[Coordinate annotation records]

▬▬▬▬▬▬

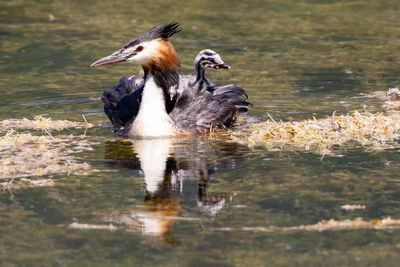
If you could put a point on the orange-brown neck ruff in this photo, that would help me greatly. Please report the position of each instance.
(165, 66)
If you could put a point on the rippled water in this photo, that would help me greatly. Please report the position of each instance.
(198, 201)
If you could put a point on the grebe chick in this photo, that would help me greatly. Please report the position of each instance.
(121, 103)
(207, 58)
(159, 114)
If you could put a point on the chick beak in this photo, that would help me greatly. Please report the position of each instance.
(111, 59)
(222, 66)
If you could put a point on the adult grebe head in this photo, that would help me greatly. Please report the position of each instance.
(153, 51)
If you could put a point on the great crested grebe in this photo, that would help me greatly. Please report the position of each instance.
(121, 103)
(167, 104)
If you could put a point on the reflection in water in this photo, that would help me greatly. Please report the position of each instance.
(165, 163)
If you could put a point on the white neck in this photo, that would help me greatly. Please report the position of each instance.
(153, 155)
(152, 119)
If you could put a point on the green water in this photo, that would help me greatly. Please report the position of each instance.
(296, 59)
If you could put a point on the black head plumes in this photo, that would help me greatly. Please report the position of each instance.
(162, 31)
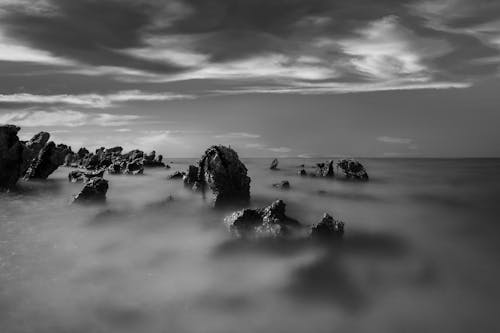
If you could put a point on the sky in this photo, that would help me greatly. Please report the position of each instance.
(296, 78)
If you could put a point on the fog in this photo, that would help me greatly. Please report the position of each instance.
(420, 253)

▬▬▬▬▬▬

__Written instruction__. Please switch "photo" to "image" in the records, from the line with "If you could put a point on the grebe" up to and including the last line of the records, and keep everything else unchanged. Give only those lines, and leave the pictures out.

__The completed task__.
If you could put a point on the grebe chick in this image, that would help me greatly. Please report the position of each instance.
(121, 103)
(207, 58)
(159, 114)
If you could put a point on the chick beak in this image, that would help me greatly. Please report the position of each instance.
(111, 59)
(222, 66)
If you could put a point on the adult grebe head in this image, that would help me greatly. Please report the position of each instance.
(153, 51)
If you could put a point on the great crested grebe in this image, that would help me greatly. Please report the position of each instance.
(121, 103)
(167, 104)
If you could put a point on the reflection in water in this image, that would help me greatly. Please report the position of each instance.
(165, 163)
If you could put a point on the white neck in this image, that would help me greatly. Please report the position of each instance.
(153, 155)
(152, 119)
If you could put a point on the green water in this image, that would help me greatly. Please report the position of each instance.
(296, 59)
If you could put a point on the black head plumes in this image, that would help me greatly. Please report the position of each instance.
(162, 31)
If you could put a point on the sky in this image, that would help me greatly. Please report the position of each instance.
(296, 78)
If you could put a point on the fog in this image, that would help me greatly. Please report the position of each instance.
(420, 253)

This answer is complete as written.